▶ [Work order]: Go through the entries below and collect each line with the string "Target" in it.

▶ [Data extracts]:
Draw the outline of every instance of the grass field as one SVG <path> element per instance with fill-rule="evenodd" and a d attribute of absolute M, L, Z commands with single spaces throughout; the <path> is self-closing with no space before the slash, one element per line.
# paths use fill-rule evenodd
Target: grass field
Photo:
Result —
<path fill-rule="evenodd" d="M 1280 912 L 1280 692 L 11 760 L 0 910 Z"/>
---
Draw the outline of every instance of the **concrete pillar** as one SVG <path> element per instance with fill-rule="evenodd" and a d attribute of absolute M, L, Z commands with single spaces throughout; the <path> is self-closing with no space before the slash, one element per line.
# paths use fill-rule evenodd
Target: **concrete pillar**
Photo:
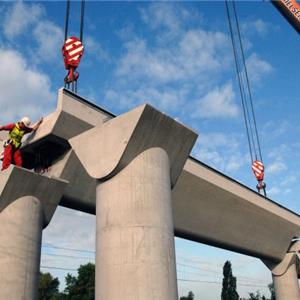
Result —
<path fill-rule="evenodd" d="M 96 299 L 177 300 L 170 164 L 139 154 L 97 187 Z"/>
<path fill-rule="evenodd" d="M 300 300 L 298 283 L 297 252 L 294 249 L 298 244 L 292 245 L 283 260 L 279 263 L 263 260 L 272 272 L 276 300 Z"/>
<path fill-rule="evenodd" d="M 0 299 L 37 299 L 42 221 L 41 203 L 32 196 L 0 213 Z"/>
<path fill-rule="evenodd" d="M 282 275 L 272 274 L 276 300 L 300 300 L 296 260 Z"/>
* * *
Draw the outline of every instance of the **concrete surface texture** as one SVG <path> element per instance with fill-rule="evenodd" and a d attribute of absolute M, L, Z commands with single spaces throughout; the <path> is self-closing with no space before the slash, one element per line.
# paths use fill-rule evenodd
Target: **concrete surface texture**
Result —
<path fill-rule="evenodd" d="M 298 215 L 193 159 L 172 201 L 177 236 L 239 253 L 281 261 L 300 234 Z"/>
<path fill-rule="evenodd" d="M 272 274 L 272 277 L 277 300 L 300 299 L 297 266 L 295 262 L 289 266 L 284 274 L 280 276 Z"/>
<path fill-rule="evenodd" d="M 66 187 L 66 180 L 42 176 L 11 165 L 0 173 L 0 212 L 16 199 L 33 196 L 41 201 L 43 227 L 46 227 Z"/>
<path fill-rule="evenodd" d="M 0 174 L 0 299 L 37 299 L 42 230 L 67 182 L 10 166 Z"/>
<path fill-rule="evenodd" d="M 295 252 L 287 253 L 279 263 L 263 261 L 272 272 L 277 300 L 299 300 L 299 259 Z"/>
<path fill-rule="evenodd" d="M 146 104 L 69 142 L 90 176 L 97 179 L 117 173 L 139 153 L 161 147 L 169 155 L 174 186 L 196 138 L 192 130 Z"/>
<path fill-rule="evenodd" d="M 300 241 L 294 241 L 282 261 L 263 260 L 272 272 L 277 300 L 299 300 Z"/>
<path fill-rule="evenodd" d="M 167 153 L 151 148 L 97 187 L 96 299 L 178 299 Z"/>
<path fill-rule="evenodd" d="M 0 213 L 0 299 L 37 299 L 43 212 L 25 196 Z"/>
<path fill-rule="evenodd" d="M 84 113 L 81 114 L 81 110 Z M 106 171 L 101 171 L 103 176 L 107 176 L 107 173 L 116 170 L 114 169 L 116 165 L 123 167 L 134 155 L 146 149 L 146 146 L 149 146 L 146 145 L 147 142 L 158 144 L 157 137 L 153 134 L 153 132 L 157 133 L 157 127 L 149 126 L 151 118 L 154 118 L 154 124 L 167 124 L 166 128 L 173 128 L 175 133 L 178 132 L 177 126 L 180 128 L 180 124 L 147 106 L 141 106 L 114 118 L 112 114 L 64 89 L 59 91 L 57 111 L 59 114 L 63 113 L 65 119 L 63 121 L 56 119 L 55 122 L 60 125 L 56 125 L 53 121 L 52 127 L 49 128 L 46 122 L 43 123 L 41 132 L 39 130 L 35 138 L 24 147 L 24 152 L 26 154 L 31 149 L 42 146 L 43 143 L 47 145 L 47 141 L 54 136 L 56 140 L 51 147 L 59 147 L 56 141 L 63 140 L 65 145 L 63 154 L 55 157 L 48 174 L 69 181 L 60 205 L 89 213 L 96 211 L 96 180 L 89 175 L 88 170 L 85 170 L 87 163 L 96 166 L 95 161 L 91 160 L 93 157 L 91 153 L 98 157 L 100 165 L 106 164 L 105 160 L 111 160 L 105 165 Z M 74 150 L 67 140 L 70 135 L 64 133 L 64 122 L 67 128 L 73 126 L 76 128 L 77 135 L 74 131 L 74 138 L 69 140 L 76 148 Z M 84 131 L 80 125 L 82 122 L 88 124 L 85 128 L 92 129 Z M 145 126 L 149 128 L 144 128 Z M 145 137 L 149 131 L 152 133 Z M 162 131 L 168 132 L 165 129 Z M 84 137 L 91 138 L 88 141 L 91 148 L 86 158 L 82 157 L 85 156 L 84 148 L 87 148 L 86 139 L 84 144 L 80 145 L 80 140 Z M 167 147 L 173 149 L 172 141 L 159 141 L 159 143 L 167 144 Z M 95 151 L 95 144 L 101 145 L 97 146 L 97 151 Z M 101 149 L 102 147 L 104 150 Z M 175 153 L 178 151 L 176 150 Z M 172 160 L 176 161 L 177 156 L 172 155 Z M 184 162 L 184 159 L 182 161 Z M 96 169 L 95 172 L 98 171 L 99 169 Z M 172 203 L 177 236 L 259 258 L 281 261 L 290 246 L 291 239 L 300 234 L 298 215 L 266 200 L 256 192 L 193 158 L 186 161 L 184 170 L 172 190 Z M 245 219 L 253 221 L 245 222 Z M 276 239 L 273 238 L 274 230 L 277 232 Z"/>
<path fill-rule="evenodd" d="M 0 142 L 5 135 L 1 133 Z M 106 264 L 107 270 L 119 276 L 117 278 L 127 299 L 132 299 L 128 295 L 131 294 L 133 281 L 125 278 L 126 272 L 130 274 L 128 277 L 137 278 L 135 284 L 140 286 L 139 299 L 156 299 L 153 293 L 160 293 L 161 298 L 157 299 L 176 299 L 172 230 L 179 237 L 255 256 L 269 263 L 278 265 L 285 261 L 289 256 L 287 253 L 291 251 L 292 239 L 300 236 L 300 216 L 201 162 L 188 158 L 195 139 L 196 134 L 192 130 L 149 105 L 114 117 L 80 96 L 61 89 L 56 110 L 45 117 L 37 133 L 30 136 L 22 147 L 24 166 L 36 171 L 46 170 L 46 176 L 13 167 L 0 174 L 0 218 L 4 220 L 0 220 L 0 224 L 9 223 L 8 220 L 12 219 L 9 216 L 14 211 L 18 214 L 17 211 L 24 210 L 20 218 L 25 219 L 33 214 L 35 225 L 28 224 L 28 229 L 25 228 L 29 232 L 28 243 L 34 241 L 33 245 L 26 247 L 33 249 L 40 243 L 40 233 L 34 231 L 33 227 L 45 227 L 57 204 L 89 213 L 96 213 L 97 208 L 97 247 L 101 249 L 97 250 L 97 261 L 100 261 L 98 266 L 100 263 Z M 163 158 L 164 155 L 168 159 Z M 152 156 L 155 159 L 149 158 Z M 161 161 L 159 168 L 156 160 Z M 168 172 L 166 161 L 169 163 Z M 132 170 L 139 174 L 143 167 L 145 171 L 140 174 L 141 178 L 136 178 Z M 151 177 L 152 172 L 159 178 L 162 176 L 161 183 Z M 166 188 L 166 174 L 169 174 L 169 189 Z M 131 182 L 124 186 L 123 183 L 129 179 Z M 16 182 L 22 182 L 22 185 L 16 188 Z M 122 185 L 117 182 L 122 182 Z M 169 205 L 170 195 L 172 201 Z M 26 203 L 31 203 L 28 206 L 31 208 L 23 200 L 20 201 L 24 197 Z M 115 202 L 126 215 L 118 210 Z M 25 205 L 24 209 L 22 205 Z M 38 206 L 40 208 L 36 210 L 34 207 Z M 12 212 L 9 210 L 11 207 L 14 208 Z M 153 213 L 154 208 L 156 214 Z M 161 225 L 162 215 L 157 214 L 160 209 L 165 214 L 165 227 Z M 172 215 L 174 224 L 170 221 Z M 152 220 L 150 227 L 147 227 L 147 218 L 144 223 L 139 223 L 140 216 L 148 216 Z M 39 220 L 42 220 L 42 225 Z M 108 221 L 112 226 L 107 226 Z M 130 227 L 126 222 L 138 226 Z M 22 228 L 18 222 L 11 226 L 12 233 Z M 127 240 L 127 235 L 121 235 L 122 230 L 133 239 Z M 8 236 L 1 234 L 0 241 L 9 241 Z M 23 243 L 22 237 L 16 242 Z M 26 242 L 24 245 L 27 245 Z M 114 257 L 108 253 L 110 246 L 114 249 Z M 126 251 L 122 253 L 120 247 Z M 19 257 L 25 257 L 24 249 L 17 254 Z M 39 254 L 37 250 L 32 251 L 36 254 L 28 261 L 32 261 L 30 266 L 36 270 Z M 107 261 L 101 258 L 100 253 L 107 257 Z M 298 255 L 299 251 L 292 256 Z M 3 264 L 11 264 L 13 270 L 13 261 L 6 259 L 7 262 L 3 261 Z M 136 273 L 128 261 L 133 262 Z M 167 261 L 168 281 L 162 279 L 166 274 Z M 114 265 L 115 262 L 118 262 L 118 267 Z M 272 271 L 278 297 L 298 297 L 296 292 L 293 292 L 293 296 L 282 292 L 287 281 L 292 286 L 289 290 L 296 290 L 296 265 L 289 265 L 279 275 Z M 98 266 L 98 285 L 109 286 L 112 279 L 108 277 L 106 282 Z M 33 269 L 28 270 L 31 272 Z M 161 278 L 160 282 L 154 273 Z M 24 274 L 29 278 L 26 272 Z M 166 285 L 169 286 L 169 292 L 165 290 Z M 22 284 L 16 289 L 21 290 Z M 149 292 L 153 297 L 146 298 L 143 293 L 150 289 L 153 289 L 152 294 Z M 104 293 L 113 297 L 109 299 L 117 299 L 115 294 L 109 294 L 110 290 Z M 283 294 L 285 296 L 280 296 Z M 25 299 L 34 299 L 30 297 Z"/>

▶ [Result]:
Target: grass field
Target: **concrete pillar**
Target: **concrete surface texture**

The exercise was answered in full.